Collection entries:
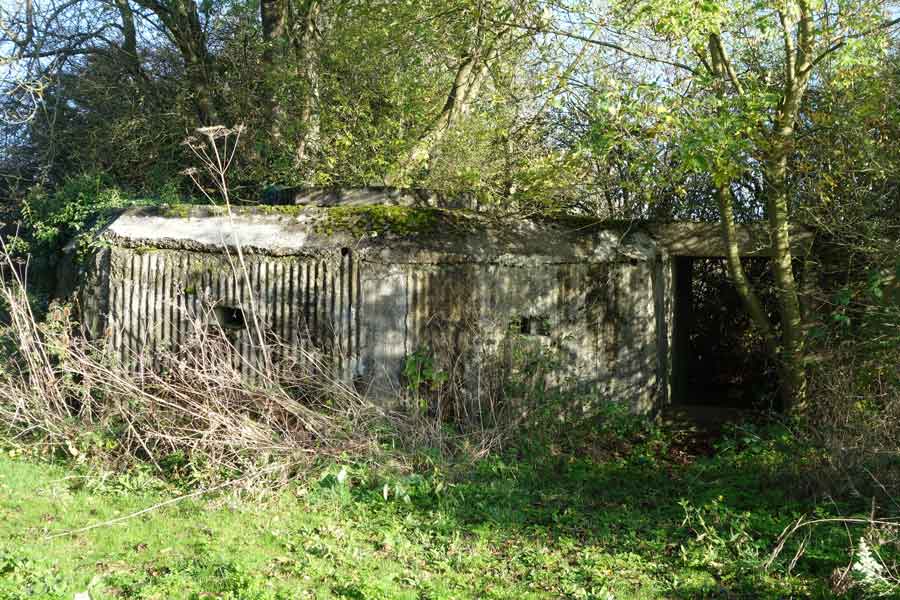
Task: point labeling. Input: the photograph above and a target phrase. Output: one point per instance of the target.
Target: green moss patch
(398, 220)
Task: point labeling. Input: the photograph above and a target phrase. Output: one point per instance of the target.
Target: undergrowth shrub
(854, 397)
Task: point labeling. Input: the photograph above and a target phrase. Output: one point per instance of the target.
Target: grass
(656, 518)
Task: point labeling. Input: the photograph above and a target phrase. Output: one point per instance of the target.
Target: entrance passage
(719, 359)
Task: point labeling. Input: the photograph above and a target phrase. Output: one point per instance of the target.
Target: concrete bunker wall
(604, 323)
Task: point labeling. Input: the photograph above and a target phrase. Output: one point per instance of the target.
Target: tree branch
(603, 44)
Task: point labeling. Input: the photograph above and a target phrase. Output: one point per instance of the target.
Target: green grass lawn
(657, 521)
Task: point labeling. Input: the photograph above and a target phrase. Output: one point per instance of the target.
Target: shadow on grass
(695, 526)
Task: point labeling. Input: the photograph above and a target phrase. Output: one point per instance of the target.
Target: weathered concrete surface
(547, 303)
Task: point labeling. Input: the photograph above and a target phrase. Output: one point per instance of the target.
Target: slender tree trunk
(273, 17)
(182, 22)
(129, 39)
(792, 355)
(307, 53)
(746, 293)
(467, 83)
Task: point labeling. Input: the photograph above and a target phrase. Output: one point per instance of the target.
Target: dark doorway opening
(719, 358)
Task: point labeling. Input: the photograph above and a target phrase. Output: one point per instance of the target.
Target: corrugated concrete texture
(370, 289)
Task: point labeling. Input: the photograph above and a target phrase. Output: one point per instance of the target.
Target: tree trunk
(129, 39)
(182, 22)
(307, 60)
(792, 355)
(748, 296)
(467, 82)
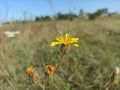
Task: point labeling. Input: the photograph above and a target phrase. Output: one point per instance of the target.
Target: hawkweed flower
(30, 71)
(50, 69)
(65, 42)
(32, 75)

> _What is being asked_:
Word for word, repeat the lines of data above, omitting every picture.

> _Written answer_:
Task: point labeling. Input: the photograph above and a target phrase. Output: one point per instance of the target.
Target: green moss patch
(398, 220)
Task: point labeling. Input: the photograph above and a target phrase. Output: one point per instance of the target.
Target: undergrowth shrub
(854, 397)
Task: point labeling. Input: the photograph above and a target phrase. Output: one point per instance of the target.
Target: grass
(656, 518)
Task: point labeling. Input: the photograph above and a target phrase. Output: one point per instance of the target.
Target: entrance passage
(719, 359)
Task: point labeling. Input: the photograph above and a target phrase. Output: one point per instance of the target.
Target: concrete bunker wall
(604, 323)
Task: point labeling. Input: the photograph above and a target phrase. Output: one point per instance of the target.
Target: tree branch
(603, 44)
Task: point labeling. Input: the photograph above and a target phrase. Output: one point per instance of the target.
Target: green grass lawn
(657, 521)
Task: point labeling. Input: the photograph above and a target phrase. Output: one point per instance of the target.
Target: shadow on grass
(695, 526)
Task: point labeling. Input: the photograph above and a target phrase. Output: one point per instance of the target.
Target: weathered concrete surface
(547, 303)
Task: point labeling. Input: the photograph above and a target phrase. Output: one point per instance of the target.
Target: slender tree trunk
(273, 17)
(182, 22)
(129, 39)
(792, 355)
(307, 53)
(746, 293)
(467, 83)
Task: point labeling. Input: the photograph above and a target phrase. Output: one point per instance of the target.
Target: dark doorway opening
(719, 358)
Task: point labeling. Input: the photograph above and a target phrase. Output: one point per instance of the target.
Target: corrugated concrete texture
(370, 289)
Task: point labeling. Input: the photograph above and a target phrase. Output: one point per instance of the target.
Target: tree trunk
(129, 39)
(182, 22)
(307, 60)
(792, 355)
(748, 296)
(467, 82)
Task: point labeling. Input: the photograph above and a target phrase. Output: one point per instance of the target.
Target: hawkweed flower
(30, 71)
(50, 69)
(65, 42)
(32, 75)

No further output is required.